_Requirement_
Each line from the one containing "the red decorative" through the end of the data must be retyped exactly, and no other line.

_Records for the exercise_
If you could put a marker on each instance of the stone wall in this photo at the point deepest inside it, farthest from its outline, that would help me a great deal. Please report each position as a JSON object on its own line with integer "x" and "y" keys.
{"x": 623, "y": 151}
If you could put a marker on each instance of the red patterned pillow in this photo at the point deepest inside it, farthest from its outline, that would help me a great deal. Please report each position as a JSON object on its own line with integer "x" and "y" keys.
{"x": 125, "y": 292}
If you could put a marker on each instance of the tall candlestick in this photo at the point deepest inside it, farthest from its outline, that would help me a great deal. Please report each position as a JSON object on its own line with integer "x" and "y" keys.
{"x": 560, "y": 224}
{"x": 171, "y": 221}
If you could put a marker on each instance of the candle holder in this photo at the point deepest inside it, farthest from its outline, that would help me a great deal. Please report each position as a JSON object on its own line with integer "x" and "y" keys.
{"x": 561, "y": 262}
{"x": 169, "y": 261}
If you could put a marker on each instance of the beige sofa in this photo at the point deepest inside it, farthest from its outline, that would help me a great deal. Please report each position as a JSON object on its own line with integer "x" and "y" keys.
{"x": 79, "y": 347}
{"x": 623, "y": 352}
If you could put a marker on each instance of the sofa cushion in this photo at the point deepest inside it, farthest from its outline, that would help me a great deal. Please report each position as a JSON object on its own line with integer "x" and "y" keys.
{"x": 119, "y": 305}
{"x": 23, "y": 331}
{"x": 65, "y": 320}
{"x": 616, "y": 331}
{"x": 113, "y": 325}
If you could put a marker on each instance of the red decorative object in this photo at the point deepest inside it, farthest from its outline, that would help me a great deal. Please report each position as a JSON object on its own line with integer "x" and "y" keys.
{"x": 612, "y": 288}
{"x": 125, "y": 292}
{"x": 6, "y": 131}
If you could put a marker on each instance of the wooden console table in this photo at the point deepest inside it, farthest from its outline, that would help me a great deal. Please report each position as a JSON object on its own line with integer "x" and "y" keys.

_Task result_
If you could put a marker on each instance of the red decorative object in this photo at the point deepest inside it, farthest from its outline, that would help me a great deal. Please report each position as a JSON object on its own line with integer "x" and "y" keys.
{"x": 612, "y": 288}
{"x": 125, "y": 292}
{"x": 6, "y": 131}
If you could put a marker on each instance of the wooden console table in this photo at the point deepest inside it, farthest from its outline, that would help me a great deal. Please report each position as a JSON object on its own line with integer "x" and "y" keys.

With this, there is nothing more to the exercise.